— Work to be completed —
Repeat every line of the items below word for word, leaving out the pictures.

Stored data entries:
>> begin

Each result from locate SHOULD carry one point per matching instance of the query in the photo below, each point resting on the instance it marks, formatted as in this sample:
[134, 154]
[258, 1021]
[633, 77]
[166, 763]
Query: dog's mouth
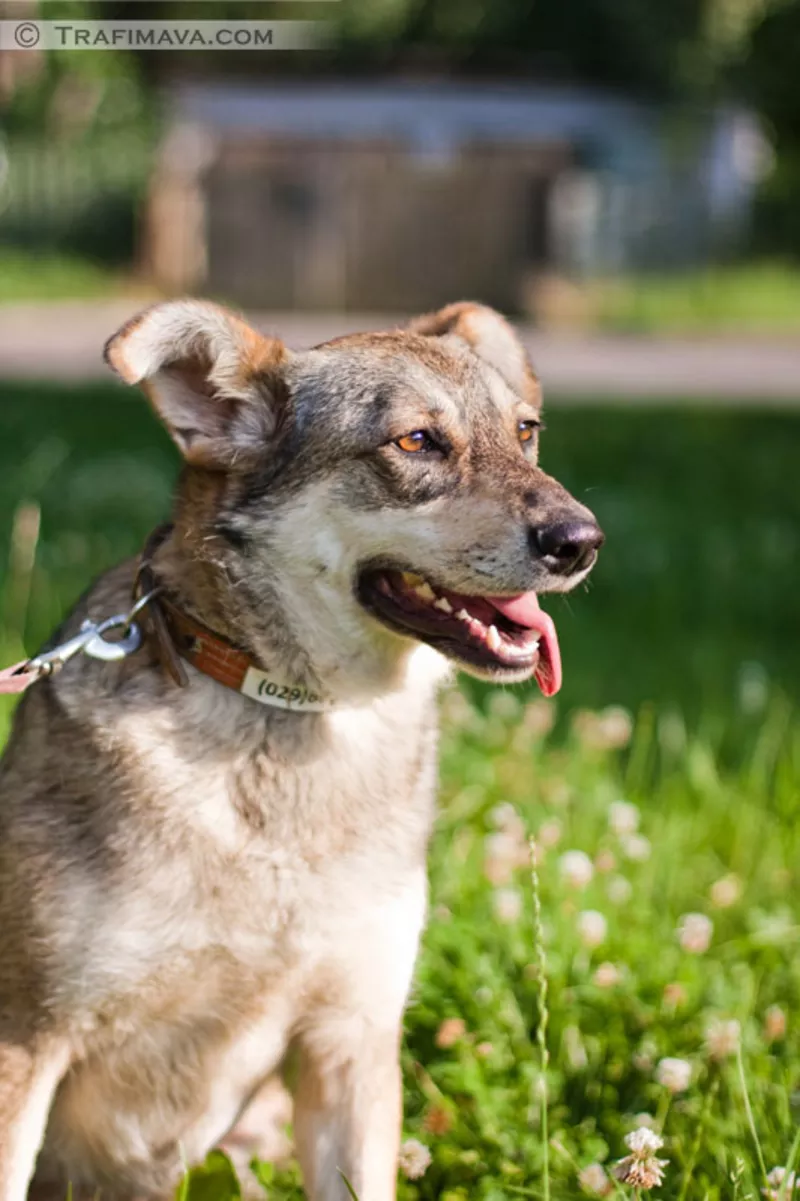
[505, 638]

>> end

— Solution to the exercise —
Each result from locate SHOULD carry one point per matching instance of the query in the photo below, each point resting on the instance it marks, formatted as in this sample:
[134, 154]
[258, 1021]
[633, 77]
[166, 763]
Query: dog's mouth
[505, 638]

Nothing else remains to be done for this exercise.